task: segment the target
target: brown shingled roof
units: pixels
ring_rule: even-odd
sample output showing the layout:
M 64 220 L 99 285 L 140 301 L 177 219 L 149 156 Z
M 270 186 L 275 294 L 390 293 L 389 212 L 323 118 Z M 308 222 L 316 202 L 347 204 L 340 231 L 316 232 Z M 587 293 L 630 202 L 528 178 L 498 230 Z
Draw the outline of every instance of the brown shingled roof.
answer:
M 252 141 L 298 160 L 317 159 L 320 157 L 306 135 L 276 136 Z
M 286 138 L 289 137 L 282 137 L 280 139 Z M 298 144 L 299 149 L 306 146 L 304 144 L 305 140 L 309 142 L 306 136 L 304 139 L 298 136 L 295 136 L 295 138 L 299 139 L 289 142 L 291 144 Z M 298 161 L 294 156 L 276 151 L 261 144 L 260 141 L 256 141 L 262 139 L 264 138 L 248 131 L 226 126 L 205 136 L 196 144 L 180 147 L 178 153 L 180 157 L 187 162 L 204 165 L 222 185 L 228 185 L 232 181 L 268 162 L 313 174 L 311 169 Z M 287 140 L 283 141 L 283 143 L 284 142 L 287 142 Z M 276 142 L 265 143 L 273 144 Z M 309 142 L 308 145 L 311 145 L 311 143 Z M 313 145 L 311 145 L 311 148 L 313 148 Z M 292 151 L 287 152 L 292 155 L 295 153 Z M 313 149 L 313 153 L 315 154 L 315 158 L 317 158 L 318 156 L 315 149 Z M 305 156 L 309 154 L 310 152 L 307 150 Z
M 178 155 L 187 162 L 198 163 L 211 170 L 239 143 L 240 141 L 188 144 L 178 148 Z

==============================

Task item » Complete, exact output of the records is expected.

Result for this task »
task: segment the target
target: brown shingled roof
units: pixels
ring_rule: even-odd
sample output showing the layout:
M 64 220 L 99 285 L 140 301 L 177 219 L 149 156 Z
M 270 186 L 275 294 L 390 293 L 389 212 L 323 118 Z M 308 222 L 316 202 L 347 204 L 340 231 L 316 232 Z M 587 293 L 630 202 L 528 178 L 498 230 Z
Draw the outline of every instance of the brown shingled roof.
answer:
M 252 141 L 298 160 L 317 159 L 320 157 L 306 135 L 276 136 Z
M 286 138 L 289 137 L 282 137 L 280 139 Z M 298 144 L 299 149 L 306 146 L 304 144 L 305 140 L 309 142 L 306 136 L 304 139 L 298 136 L 295 136 L 295 138 L 299 139 L 289 142 L 291 144 Z M 298 161 L 294 156 L 276 151 L 261 144 L 260 141 L 256 141 L 262 139 L 264 138 L 248 131 L 226 126 L 205 136 L 196 144 L 180 147 L 178 153 L 180 157 L 187 162 L 204 165 L 222 185 L 228 185 L 232 181 L 268 162 L 313 174 L 311 169 Z M 287 140 L 283 141 L 283 143 L 284 142 L 287 142 Z M 276 142 L 265 143 L 273 144 Z M 309 142 L 308 145 L 311 145 L 311 143 Z M 313 145 L 311 145 L 311 148 L 313 148 Z M 292 151 L 287 152 L 292 155 L 295 153 Z M 313 149 L 313 153 L 315 154 L 315 158 L 317 158 L 318 156 L 315 149 Z M 305 156 L 309 154 L 310 152 L 307 150 Z
M 178 155 L 187 162 L 198 163 L 211 170 L 239 143 L 240 141 L 188 144 L 178 148 Z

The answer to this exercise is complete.